» What you should do
Transcribe the data that follows precisely, omitting nothing.

◆ ◆ ◆

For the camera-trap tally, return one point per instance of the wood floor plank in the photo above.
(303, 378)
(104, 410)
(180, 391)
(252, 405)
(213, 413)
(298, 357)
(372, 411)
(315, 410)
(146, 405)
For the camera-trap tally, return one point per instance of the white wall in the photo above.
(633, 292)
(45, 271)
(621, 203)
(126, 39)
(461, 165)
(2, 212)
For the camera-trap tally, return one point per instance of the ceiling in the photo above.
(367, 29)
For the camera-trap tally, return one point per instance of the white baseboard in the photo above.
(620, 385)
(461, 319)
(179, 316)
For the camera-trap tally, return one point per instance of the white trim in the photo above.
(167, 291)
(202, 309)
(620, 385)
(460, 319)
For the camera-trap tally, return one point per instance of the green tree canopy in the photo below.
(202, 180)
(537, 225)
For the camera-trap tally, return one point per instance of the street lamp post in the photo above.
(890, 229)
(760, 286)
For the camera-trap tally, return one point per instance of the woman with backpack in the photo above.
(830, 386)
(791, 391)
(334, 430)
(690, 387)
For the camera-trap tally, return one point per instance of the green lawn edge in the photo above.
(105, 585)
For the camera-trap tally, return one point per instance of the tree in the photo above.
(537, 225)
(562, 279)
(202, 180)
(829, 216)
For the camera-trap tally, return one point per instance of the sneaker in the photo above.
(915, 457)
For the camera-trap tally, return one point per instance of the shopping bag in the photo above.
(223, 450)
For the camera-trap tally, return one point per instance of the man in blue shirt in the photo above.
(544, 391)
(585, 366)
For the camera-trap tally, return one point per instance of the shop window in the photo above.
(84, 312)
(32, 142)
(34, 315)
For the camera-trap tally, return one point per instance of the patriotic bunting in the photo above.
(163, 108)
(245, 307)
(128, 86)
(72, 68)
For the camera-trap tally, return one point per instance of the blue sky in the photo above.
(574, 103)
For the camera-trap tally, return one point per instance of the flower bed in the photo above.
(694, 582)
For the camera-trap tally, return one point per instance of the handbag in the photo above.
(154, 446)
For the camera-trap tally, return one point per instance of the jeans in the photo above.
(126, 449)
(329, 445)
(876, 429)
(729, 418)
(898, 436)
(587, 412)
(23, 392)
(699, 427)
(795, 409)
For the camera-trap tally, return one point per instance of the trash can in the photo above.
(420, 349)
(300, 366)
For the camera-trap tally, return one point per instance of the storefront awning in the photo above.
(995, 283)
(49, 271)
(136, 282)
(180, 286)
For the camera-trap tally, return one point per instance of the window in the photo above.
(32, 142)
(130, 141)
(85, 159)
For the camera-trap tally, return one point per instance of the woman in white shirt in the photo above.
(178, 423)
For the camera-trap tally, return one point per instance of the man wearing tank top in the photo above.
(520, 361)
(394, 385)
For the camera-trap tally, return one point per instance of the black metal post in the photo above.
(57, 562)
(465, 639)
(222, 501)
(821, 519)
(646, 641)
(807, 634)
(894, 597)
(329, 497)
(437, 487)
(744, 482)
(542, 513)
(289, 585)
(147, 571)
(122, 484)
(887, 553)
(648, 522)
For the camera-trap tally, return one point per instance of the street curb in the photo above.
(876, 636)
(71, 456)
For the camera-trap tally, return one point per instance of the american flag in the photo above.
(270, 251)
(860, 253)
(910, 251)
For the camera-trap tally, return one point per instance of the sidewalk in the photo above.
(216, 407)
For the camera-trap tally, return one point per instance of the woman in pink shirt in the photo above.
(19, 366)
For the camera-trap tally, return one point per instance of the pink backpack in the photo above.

◆ ◆ ◆

» Solved exercise
For the camera-trap tally, return one point per instance of the wood floor plank in the photo above.
(303, 378)
(104, 410)
(180, 391)
(252, 405)
(213, 413)
(298, 357)
(372, 411)
(315, 410)
(146, 405)
For the camera-trap tally, return one point per instance of the white wall in the photo above.
(633, 292)
(45, 271)
(621, 203)
(126, 39)
(461, 165)
(2, 212)
For the camera-trap tally, return one point per instance of the ceiling in the photo above.
(367, 29)
For the camera-trap tally, return one point per instance of the white baseboard in the photo above.
(620, 385)
(461, 319)
(179, 316)
For the camera-trap tally, return one point per instance of the white trim in the photo above.
(167, 291)
(202, 309)
(620, 385)
(460, 319)
For the camera-trap tally, return one point per instance of the green tree canopy in the photo below.
(202, 180)
(537, 225)
For the camera-trap tally, return one point per instance of the street lamp post in the photo above.
(890, 229)
(760, 286)
For the camera-trap tally, return one point per instance of the woman with backpack in the photo above.
(830, 386)
(791, 391)
(334, 430)
(690, 387)
For the camera-trap tally, return one point per instance of the green lawn edge in the photo above.
(105, 585)
For the camera-trap tally, return one point per instance of the tree in the photo above.
(537, 225)
(562, 279)
(202, 180)
(829, 216)
For the camera-trap tally, return one point per instance of the sneaker in the photo above.
(915, 457)
For the camera-trap tally, return one point per instance of the shopping bag in the photo above.
(223, 450)
For the camera-trap tally, return one point per instance of the man in blue shirt in the photo above.
(544, 391)
(585, 366)
For the camera-trap tally, return one point per instance of the shop window in the photo above.
(84, 312)
(32, 142)
(34, 315)
For the camera-trap tally, return one point per instance of the patriotic bunting in the photo above.
(163, 108)
(245, 307)
(128, 86)
(72, 68)
For the camera-trap tally, return one point per instance of the blue sky in the photo above.
(574, 103)
For the camera-trap tally, return one point per instance of the flower bed in the photo above.
(694, 582)
For the camera-trap tally, return one point per instance of the handbag in the photo above.
(154, 446)
For the camera-trap tally, return one point per instance of the jeans in the photo above.
(126, 449)
(329, 445)
(876, 429)
(729, 418)
(898, 436)
(587, 412)
(23, 392)
(699, 427)
(795, 409)
For the camera-trap tally, return one point per instance of the trash can in the photo above.
(420, 349)
(300, 366)
For the camera-trap tally, return one point per instance of the storefront awning in the photo above.
(995, 283)
(49, 271)
(136, 282)
(180, 286)
For the camera-trap tally, return one point per instance of the window in the photo above.
(32, 142)
(130, 141)
(85, 159)
For the camera-trap tally, return one point per instance of the woman in white shirt in the photo above.
(178, 423)
For the camera-trap tally, return one point per instance of the man wearing tank top in the photo above.
(520, 361)
(394, 385)
For the camera-trap tally, return one point per instance of the black metal post in the photo above.
(57, 562)
(465, 639)
(222, 501)
(821, 519)
(646, 641)
(807, 634)
(894, 597)
(329, 497)
(437, 487)
(744, 482)
(542, 513)
(289, 585)
(147, 571)
(122, 484)
(887, 553)
(648, 522)
For the camera-trap tally, return one point per instance of the street curb in the photo above.
(876, 636)
(71, 456)
For the camera-trap tally, return one point per instance of the american flag in the photo above.
(270, 251)
(860, 253)
(910, 251)
For the camera-trap tally, return one point per instance of the sidewalk in the photo above.
(216, 407)
For the camera-trap tally, return one point per instance of the woman in pink shirt in the photo above.
(19, 366)
For the camera-trap tally, return one point per instance of the pink backpack in the photo above.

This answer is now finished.